## O que fazer
1. Segundo o texto, quantos presidentes de pequenos países do Caribe estavam presentes no Caricom?
2. Copie do texto o trecho entre "Depois eu participei da União" e "consideramos extremamente importantes.", incluindo os dois.

## Texto fornecido
Essa foi a agenda que nós cumprimos em 2023. O dado forte dessa nossa decisão de voltarmos ao mundo é que eu participei de todas as reuniões que envolveram todos os assuntos importantes no mundo. A começar com a reunião entre a União Europeia e a América Latina, na Bélgica, para a gente discutir a questão do acordo entre a América Latina, entre o Mercosul e a União Europeia. Só aí são 33 países da América Latina, são 27 da União Europeia.
Depois eu participei da União Africana com 54 presidentes da União Africana e mais alguns convidados. Depois eu participei no Caricom com 15 presidentes dos pequenos países do Caribe. Depois eu participei da Selac com os 33 da América Latina. E depois nós participamos das organizações do G7, do G20 e G77. E acho que nós conseguimos, com essa participação, colocar o Brasil no cenário internacional. Sobretudo, com três temas que nós consideramos extremamente importantes.
O primeiro deles, a luta contra a desigualdade e o combate à fome nesse país. A luta contra a desigualdade, a luta contra o combate à fome, a luta contra a pobreza, é uma luta que não pode ser feita por um país. Ela tem que ser feita pelo conjunto dos países que estão dispostos a assumir essa responsabilidade, eu diria, histórica.
A fome não é um fenômeno da natureza. A pobreza é um fenômeno do comportamento humano, ou seja, dos dirigentes políticos. Então, a ideia da gente criar essa coisa importante da aliança global contra a desigualdade, a fome, é a razão principal, o tema principal do G20. Além dessa aliança que nós pretendemos contar com muitos países, nós vamos discutir a questão de mudança governamental na ONU, ou seja, é preciso que a gente tenha uma governança mundial mais ativa, mais altiva, uma instituição multilateral como a ONU, que tenha mais representatividade, que tenha mais países e não apenas os cinco que criaram a ONU e que estão no Conselho de Segurança.

## Listagem fornecida
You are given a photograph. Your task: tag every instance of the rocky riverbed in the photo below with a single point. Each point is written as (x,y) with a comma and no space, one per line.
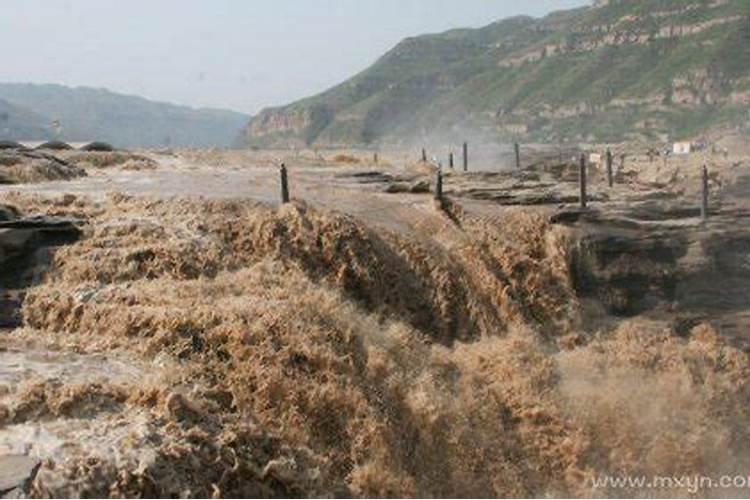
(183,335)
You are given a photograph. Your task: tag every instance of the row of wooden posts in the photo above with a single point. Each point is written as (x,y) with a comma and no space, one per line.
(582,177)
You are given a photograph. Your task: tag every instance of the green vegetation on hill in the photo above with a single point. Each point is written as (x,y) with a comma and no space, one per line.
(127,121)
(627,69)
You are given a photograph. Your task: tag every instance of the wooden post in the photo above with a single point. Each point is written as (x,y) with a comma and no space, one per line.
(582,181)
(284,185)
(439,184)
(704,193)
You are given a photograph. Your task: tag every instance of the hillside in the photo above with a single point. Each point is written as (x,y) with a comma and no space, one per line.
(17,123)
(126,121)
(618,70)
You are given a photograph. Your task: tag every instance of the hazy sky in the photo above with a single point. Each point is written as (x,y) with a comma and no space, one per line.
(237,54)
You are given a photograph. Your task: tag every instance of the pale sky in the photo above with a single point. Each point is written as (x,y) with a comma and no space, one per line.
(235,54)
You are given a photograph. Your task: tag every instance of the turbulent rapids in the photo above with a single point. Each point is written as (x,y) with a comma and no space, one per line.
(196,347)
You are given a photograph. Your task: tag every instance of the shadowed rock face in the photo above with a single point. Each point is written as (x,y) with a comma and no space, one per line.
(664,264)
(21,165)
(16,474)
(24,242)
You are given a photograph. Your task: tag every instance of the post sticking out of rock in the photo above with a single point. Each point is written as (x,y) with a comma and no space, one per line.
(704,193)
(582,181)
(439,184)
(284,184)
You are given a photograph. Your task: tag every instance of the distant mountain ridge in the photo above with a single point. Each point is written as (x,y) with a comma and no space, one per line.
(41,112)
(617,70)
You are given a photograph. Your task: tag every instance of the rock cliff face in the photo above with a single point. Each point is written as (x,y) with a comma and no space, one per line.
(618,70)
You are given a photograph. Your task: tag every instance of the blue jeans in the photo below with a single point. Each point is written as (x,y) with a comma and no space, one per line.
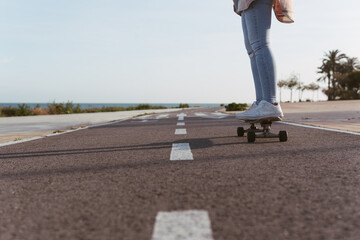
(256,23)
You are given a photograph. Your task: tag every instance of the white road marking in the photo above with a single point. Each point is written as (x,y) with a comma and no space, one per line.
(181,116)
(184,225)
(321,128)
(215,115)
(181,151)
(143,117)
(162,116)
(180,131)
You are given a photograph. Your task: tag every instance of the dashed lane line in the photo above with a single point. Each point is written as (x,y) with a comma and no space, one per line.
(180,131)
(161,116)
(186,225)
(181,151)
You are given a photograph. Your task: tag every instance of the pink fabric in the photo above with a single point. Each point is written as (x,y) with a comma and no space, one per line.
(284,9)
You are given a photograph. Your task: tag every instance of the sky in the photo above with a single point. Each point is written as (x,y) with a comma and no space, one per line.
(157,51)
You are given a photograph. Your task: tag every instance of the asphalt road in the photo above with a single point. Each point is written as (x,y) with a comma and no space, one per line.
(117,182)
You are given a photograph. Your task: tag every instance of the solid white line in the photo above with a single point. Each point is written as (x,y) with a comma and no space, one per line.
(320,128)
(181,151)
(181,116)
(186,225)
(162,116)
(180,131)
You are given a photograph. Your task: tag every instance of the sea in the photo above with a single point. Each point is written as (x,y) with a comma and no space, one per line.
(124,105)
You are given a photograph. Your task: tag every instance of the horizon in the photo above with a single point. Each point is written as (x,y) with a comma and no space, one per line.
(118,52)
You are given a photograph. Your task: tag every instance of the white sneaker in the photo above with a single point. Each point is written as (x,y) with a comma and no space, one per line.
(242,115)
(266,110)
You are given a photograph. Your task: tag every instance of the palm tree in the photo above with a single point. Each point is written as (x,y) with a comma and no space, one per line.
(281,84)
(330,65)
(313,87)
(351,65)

## Resultados finais
1. Quinze presidentes.

2.
Depois eu participei da União Africana com 54 presidentes da União Africana e mais alguns convidados. Depois eu participei no Caricom com 15 presidentes dos pequenos países do Caribe. Depois eu participei da Selac com os 33 da América Latina. E depois nós participamos das organizações do G7, do G20 e G77. E acho que nós conseguimos, com essa participação, colocar o Brasil no cenário internacional. Sobretudo, com três temas que nós consideramos extremamente importantes.